* [About this exercise]: Copy out the line that contains "this one's easy — locate the metal" and the lines after it through the final one in the entries below, exactly, with no other lines.
::: Supplied data :::
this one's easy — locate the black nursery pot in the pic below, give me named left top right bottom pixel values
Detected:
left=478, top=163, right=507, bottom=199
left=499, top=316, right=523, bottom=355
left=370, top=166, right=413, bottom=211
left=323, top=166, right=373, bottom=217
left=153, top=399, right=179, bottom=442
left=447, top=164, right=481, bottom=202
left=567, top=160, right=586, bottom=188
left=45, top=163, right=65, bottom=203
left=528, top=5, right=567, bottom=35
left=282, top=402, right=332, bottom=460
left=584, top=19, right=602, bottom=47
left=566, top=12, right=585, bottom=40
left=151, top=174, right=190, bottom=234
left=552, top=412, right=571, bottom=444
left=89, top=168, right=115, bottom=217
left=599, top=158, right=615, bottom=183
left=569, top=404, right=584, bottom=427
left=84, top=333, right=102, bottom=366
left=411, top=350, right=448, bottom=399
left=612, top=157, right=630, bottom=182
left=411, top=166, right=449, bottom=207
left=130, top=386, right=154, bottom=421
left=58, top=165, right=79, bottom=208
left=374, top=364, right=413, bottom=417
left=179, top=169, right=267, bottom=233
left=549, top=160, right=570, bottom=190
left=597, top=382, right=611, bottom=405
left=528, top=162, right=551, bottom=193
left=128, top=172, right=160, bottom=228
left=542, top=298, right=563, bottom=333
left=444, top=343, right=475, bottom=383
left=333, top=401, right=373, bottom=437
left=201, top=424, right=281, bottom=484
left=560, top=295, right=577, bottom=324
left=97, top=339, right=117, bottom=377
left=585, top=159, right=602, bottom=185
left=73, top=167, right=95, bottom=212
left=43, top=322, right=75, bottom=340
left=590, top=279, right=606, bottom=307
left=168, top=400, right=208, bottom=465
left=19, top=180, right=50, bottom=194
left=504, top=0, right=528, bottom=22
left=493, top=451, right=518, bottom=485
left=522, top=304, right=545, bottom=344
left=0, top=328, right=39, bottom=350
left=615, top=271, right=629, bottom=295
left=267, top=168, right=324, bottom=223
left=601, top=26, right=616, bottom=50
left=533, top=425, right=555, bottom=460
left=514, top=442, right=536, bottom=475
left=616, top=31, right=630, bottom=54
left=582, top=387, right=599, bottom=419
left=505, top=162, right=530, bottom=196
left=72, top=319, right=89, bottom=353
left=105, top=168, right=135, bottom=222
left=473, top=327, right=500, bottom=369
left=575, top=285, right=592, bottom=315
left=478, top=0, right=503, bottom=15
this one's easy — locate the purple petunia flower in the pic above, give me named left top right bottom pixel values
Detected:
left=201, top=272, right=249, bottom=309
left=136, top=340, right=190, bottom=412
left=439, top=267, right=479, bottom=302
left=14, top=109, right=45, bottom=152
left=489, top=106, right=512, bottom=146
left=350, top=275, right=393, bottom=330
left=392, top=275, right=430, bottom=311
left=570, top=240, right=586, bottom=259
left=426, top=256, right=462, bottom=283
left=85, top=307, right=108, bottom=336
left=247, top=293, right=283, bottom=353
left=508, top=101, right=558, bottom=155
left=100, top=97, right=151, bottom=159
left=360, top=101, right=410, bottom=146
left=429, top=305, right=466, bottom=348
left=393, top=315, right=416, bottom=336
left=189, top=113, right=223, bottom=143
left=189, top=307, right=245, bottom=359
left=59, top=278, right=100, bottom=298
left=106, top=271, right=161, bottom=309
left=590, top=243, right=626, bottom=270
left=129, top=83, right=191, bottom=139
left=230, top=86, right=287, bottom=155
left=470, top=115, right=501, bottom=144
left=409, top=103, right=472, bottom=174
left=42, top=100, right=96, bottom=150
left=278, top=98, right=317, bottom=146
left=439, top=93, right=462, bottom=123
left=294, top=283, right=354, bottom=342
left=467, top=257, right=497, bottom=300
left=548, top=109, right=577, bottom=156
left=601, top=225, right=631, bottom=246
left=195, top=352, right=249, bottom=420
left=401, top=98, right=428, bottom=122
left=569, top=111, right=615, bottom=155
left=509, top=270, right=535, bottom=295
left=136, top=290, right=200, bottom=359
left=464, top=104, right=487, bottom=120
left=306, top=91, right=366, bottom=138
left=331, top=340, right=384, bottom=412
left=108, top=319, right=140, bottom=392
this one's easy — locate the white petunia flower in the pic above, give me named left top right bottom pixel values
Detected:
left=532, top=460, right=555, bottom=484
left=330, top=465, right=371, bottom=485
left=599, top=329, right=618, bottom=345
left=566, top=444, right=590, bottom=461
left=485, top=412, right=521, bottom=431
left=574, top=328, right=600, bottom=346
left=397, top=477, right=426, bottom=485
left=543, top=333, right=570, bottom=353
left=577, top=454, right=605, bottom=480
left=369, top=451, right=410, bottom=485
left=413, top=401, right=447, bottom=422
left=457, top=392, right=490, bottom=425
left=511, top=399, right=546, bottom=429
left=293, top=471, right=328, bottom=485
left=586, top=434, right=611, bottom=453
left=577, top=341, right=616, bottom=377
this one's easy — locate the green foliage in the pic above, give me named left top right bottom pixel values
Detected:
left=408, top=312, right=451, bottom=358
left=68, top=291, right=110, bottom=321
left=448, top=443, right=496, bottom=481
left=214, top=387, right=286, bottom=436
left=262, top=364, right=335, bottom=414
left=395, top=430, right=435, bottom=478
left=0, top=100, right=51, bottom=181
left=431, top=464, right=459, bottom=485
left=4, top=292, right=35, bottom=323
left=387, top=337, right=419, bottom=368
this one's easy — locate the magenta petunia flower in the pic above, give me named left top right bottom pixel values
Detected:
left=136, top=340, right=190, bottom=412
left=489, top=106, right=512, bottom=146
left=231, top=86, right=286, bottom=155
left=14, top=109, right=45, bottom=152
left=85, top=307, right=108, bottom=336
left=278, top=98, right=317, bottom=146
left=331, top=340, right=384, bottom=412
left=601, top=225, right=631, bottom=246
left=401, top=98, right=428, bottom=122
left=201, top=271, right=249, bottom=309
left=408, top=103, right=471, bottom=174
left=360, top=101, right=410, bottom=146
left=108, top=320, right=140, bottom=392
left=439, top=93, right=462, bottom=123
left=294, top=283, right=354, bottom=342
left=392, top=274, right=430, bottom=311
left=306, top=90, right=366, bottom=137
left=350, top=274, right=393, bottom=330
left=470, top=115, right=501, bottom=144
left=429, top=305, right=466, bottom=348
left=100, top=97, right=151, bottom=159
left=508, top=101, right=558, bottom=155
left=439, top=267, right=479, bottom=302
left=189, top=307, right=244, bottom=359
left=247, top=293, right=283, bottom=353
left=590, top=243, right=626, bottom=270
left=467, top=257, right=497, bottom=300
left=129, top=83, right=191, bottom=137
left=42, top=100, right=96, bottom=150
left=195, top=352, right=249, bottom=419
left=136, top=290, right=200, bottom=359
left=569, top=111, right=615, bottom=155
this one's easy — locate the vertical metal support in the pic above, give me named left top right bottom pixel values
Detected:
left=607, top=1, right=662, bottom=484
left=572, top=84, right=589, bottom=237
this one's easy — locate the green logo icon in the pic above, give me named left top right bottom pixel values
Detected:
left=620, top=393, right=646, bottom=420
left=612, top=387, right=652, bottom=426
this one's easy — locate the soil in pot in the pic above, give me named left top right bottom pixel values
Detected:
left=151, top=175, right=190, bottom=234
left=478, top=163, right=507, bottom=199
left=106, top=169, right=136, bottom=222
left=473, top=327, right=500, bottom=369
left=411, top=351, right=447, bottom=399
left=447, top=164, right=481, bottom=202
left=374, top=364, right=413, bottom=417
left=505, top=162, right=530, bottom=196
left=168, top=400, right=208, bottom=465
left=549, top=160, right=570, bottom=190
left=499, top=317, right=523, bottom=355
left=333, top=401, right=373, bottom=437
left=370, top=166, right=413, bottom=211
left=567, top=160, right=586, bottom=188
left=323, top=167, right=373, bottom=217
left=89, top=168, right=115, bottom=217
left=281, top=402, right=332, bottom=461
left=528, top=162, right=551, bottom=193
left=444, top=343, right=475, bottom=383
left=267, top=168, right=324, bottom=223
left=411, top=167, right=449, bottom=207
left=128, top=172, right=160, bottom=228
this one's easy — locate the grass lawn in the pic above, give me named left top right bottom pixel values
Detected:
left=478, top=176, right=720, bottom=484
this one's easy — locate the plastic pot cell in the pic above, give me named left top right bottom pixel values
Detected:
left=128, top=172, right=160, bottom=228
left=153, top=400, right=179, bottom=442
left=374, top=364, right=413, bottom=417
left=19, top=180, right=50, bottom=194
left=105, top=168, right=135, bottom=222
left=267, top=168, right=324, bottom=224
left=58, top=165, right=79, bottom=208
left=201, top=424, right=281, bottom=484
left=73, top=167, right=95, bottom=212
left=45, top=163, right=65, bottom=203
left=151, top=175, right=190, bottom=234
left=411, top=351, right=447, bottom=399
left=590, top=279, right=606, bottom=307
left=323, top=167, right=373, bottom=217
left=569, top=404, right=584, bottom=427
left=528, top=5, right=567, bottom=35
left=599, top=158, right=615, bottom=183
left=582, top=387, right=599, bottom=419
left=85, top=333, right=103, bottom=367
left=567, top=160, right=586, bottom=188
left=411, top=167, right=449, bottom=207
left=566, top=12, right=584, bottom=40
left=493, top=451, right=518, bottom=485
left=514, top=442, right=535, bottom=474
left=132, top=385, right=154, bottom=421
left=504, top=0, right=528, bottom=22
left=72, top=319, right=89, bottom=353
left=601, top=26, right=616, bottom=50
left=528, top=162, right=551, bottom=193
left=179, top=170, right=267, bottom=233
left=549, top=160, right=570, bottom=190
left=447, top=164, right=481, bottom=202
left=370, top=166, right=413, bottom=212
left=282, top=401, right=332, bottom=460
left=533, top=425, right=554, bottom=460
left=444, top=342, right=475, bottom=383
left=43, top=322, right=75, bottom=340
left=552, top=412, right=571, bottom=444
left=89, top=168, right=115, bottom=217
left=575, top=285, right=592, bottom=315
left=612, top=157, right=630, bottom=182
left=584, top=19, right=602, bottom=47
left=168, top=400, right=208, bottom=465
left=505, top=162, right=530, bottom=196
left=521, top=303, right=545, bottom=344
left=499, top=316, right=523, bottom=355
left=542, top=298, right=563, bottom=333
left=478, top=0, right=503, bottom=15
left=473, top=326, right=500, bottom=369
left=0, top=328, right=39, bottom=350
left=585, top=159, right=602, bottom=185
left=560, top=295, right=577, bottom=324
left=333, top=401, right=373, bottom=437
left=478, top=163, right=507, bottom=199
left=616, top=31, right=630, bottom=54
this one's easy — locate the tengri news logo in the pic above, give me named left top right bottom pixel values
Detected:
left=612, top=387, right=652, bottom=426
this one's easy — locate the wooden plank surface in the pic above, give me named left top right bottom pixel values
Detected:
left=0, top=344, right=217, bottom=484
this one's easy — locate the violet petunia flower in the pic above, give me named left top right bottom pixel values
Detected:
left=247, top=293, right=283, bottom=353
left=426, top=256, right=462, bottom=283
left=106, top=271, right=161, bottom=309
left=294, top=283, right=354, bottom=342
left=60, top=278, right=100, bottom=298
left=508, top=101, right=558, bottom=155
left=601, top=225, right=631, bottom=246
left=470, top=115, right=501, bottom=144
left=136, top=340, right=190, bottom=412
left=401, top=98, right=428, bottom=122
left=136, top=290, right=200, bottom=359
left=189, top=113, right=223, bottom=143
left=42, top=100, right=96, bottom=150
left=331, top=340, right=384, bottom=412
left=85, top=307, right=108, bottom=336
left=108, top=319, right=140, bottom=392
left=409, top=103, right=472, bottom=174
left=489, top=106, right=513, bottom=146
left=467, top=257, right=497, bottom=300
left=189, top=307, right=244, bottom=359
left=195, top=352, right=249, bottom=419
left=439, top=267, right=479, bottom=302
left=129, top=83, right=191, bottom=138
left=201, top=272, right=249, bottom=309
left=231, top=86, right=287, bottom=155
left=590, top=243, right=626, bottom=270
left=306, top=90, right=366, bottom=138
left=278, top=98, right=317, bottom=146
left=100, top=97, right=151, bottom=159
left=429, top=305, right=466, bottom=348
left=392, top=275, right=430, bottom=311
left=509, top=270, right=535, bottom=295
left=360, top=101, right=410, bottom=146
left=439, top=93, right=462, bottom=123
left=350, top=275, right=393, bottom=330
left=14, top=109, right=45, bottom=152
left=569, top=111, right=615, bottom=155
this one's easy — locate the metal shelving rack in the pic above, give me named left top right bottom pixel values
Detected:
:::
* [Reply to the exercise]:
this one's easy — locate the metal shelving rack in the pic above, give me named left top right bottom pixel values
Detected:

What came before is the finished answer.